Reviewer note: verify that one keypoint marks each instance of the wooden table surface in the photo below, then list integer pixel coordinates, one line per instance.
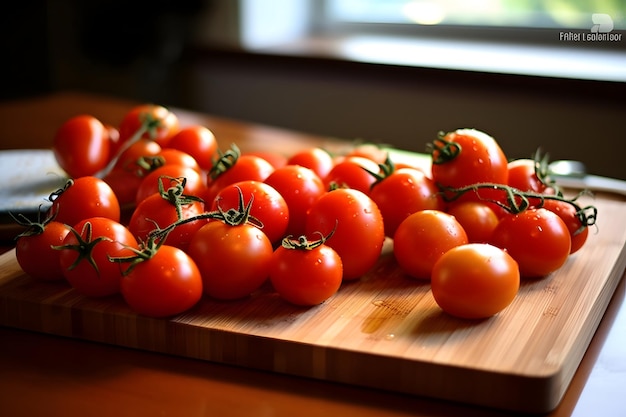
(49, 375)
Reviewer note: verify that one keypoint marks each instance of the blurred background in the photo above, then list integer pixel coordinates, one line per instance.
(391, 71)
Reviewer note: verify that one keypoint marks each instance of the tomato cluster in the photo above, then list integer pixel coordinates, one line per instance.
(222, 224)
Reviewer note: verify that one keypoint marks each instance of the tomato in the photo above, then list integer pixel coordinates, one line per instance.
(569, 214)
(422, 238)
(84, 255)
(536, 238)
(466, 157)
(166, 284)
(352, 172)
(160, 210)
(267, 206)
(300, 187)
(234, 260)
(477, 218)
(161, 123)
(306, 273)
(197, 141)
(194, 182)
(234, 167)
(402, 193)
(523, 176)
(81, 146)
(34, 251)
(359, 229)
(82, 198)
(475, 281)
(173, 156)
(316, 159)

####################

Could you render every line of the items above as a Markdown table with the columns Row and Line, numbering each row and skipping blank lines? Leave the pictures out of the table.

| Row | Line |
|---|---|
| 1 | Reviewer note: verify that one keypoint marks each instance of the wooden table surface in the photo below, then list integer pixel coordinates, one line per instance. |
| 2 | (49, 375) |
| 3 | Reviewer note: verify that one keypoint marks each instance of the blurred background in the photo above, then list integer pixel coordinates, one line per instance. |
| 4 | (391, 71) |
| 5 | Reviewer note: verify that one keypoint marks each instance of the tomato cluster in the photo above, then list integer pixel coordinates, one line per instance. |
| 6 | (222, 224) |
| 7 | Reviewer note: verify that one keypoint marks each instance of the tomato in the photo above, then list integer pixel coordinates, one line per instance. |
| 8 | (569, 214) |
| 9 | (422, 238) |
| 10 | (84, 255) |
| 11 | (536, 238) |
| 12 | (466, 157) |
| 13 | (166, 284) |
| 14 | (352, 172) |
| 15 | (160, 210) |
| 16 | (267, 206) |
| 17 | (300, 187) |
| 18 | (234, 260) |
| 19 | (477, 218) |
| 20 | (161, 123) |
| 21 | (306, 273) |
| 22 | (197, 141) |
| 23 | (194, 182) |
| 24 | (234, 167) |
| 25 | (402, 193) |
| 26 | (523, 176) |
| 27 | (81, 146) |
| 28 | (34, 251) |
| 29 | (359, 229) |
| 30 | (82, 198) |
| 31 | (475, 281) |
| 32 | (173, 156) |
| 33 | (316, 159) |